→ **Prompt**: Do these statements agree with the text on learner-centered clinical growth? Answer yes or no for each, quoting the words that decide it. 1. The article can be read free while it is featured on the ANS website. 2. The author is currently working toward a master's degree in nursing education. 3. The findings cover cognitive, affective, and psychomotor domains.

Learner-Centered Clinical Growth
In the current ANS featured article, author Jessica Barkimer, MSN, RN, CNE illustrates the value of evolutionary concept analysis to understand a dynamic, changing phenomena – clinical growth. The article, titled “Clinical Growth: An Evolutionary Concept Analysis” is available at no charge while it is featured on the ANS website! Here is Ms. Barkimer’s description of her work that led to this article:
As an educator who teaches nursing students in various clinical learning environments, I embrace the student-centered approach. Each student brings forth unique previous experiences that contribute to his or her own construction of knowledge. Years ago, while working on my degree, Masters of Science in Nursing Education, I encountered students who were functioning at various levels in the same cohort of students. Learning objectives
often guide educators, however, in an attempt to facilitate the learning of each student, I often wondered, “how can an educator determine if a student demonstrates an appropriate amount of growth to progress to the next level?” This multifaceted topic requires examination to benefit nurse educators, students, and patients. Currently, I am working towards my PhD in nursing and have had the opportunity to work with faculty at Marquette University who have helped guide me in this process of knowledge discovery.
This article presents the findings of the conceptual analysis of clinical growth, using Rodger’s evolutionary method. These findings represent a holistic approach, focusing on cognitive, affective, and psychomotor domains of each learner, requiring growth in all three areas. This concept analysis and model lay the foundational groundwork for examining relationships among the antecedents, attributes, and consequences, which are essential for a nurse educator to understand and implement in practice, moving nursing education forward. This examination of the literature also allowed me to consider various instruments designed to capture the aspects of clinical growth. I look forward to continuing my research in this area.

→ **Information given**:
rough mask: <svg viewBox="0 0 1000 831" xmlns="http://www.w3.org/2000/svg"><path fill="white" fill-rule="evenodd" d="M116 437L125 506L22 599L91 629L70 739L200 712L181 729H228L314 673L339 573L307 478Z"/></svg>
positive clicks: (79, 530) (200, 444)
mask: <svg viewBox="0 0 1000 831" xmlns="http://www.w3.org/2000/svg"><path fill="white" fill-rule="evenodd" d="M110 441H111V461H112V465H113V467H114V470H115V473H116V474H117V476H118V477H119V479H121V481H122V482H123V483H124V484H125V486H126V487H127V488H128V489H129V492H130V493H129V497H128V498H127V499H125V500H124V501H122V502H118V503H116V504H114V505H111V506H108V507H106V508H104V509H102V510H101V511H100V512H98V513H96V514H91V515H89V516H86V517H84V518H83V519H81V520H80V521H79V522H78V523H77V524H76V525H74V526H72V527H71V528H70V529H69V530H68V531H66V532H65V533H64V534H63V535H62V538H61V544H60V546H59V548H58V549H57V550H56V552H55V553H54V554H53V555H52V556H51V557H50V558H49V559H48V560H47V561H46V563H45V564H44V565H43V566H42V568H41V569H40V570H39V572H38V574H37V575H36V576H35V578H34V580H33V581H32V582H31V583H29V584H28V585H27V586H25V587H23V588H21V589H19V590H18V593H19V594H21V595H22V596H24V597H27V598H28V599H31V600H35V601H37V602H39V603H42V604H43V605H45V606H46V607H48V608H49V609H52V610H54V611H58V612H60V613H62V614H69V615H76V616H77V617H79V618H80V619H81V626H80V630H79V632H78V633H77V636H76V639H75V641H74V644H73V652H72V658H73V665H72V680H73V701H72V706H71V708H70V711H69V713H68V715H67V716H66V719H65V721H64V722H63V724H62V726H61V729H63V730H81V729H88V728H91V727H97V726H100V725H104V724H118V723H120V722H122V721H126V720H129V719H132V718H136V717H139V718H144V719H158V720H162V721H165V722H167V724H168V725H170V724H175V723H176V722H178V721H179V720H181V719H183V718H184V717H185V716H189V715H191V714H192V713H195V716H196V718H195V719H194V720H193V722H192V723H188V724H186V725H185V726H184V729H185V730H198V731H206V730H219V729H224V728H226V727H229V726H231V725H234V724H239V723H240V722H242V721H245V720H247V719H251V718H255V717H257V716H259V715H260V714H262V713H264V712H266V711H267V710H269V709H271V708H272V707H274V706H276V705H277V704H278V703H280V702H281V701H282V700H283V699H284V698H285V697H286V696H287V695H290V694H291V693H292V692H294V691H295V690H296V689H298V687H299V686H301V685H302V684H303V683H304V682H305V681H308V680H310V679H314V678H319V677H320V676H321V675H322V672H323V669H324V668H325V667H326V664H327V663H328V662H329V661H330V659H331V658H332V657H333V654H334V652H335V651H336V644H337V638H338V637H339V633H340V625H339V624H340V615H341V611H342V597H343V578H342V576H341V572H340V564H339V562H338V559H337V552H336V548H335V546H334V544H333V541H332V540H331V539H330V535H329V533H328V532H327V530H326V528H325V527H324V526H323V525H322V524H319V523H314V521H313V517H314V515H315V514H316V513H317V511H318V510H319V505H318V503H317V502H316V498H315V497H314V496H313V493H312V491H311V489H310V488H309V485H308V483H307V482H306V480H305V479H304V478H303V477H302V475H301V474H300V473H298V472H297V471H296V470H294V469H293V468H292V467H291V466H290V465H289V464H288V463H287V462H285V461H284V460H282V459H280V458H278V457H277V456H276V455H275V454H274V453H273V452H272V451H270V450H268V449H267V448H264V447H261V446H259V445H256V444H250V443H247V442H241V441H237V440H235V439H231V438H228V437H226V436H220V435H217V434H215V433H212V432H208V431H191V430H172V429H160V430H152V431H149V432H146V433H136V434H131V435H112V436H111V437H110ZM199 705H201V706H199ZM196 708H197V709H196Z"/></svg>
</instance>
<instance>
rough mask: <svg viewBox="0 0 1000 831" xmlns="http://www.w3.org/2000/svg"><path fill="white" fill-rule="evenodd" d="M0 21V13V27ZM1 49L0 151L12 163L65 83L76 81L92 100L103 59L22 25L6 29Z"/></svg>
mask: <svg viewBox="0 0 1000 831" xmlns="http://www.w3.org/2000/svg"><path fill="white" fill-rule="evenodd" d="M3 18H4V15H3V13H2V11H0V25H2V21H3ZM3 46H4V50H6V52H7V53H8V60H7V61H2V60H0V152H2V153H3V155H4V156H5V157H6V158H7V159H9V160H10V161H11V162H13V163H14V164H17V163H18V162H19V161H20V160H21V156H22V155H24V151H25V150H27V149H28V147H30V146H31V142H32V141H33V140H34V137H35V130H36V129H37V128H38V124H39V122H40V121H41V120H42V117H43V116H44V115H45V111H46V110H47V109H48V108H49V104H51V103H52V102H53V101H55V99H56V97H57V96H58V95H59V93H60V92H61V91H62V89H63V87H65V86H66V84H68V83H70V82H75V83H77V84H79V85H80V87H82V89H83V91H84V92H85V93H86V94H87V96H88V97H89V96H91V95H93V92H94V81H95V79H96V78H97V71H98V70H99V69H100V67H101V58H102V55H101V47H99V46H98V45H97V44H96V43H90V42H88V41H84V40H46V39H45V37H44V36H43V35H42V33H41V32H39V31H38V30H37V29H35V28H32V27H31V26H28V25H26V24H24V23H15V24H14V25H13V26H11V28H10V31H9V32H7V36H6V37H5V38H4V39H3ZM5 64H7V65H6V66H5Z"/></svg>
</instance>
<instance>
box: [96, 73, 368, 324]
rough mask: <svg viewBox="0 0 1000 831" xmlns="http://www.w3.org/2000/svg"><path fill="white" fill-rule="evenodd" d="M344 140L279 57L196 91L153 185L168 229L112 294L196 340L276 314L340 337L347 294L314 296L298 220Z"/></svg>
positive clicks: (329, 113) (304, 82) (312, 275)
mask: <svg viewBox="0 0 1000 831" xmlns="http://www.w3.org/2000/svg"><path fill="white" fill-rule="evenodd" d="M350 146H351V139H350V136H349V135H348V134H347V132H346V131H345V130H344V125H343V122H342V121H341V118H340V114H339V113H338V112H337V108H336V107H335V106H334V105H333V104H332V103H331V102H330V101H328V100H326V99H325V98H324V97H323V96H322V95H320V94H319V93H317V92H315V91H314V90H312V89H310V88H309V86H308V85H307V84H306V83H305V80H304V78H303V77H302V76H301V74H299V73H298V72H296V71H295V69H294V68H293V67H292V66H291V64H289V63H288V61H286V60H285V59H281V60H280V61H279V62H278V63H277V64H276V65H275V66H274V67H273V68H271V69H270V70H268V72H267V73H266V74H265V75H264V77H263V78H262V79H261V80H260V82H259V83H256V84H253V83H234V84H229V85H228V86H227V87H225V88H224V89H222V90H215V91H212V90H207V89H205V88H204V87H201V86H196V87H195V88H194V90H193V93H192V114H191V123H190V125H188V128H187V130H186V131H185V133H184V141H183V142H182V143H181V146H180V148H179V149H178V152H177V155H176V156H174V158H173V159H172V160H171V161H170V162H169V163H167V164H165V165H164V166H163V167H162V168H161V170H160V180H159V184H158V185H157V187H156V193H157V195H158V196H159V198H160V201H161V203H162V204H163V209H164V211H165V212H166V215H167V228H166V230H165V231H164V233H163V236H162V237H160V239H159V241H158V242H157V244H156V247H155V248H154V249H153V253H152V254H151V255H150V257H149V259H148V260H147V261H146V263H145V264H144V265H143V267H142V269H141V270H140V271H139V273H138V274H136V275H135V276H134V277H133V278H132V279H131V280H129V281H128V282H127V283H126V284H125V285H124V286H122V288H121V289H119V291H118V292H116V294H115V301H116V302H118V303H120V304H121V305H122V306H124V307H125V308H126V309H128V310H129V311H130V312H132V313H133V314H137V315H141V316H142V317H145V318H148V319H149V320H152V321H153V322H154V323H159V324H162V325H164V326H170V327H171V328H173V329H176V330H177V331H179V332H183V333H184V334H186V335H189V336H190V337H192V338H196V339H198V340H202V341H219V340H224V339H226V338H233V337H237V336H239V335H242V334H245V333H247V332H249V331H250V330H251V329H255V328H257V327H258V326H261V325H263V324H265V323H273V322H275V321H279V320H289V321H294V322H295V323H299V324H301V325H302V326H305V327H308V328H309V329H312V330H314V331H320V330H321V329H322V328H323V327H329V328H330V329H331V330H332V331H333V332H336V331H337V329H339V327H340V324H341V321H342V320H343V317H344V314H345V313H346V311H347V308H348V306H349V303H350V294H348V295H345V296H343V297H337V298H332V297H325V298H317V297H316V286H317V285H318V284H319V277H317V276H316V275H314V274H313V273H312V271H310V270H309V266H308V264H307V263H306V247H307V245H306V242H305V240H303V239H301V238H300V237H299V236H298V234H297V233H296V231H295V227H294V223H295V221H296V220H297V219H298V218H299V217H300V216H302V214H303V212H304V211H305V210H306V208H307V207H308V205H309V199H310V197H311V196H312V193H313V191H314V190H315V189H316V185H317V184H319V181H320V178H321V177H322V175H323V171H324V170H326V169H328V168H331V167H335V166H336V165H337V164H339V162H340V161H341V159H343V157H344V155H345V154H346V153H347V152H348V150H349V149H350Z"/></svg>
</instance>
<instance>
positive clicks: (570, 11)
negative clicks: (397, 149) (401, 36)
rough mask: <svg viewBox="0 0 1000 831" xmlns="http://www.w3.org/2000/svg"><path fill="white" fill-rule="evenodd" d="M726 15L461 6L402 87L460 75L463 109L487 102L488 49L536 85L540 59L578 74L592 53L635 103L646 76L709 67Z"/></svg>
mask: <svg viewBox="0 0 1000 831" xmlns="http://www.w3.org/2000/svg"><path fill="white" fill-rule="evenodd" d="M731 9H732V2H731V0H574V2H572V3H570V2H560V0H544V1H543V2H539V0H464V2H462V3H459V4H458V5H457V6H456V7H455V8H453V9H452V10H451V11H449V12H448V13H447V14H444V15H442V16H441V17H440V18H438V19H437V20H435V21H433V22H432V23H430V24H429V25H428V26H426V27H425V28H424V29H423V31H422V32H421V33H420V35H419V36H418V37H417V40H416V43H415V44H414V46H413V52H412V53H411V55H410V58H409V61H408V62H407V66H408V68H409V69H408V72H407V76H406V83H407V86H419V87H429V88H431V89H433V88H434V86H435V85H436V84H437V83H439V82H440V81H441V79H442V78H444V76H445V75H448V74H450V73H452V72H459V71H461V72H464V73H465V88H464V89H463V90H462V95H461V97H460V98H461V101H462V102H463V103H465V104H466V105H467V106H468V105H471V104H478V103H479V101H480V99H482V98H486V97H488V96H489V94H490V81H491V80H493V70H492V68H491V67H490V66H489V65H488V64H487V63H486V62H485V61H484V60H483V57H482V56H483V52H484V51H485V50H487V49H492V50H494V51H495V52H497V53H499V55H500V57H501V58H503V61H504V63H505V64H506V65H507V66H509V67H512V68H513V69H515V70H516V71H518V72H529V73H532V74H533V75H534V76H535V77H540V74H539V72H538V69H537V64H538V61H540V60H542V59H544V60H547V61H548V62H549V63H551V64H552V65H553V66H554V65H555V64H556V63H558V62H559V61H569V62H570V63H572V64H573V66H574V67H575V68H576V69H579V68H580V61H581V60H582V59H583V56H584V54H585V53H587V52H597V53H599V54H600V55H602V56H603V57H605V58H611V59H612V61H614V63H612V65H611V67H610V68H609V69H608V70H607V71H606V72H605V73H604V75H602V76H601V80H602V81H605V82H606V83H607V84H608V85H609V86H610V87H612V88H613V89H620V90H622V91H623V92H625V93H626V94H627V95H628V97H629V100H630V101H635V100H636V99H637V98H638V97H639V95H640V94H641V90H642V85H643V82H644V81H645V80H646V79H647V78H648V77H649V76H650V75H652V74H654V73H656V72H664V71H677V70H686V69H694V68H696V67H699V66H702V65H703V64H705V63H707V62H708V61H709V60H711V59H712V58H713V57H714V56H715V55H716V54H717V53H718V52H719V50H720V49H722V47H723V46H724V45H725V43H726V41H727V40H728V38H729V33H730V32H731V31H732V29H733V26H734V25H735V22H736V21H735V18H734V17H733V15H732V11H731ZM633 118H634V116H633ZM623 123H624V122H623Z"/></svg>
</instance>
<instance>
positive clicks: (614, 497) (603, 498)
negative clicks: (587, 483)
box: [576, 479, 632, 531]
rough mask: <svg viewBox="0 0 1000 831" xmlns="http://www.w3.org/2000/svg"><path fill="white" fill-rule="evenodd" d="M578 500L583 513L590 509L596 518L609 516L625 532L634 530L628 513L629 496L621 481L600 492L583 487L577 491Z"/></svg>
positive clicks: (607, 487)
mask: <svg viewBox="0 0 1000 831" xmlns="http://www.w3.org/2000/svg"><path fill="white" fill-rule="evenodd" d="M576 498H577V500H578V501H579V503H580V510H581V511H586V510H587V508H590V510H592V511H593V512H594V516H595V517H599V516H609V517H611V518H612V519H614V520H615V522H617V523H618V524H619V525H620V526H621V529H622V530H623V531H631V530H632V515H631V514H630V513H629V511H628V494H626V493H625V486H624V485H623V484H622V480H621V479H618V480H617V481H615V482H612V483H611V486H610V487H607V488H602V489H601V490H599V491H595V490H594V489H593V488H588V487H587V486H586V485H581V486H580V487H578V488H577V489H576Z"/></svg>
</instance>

→ **Result for this exercise**:
1. Yes: "is available at no charge while it is featured on the ANS website"
2. No: "Currently, I am working towards my PhD in nursing"
3. Yes: "focusing on cognitive, affective, and psychomotor domains of each learner"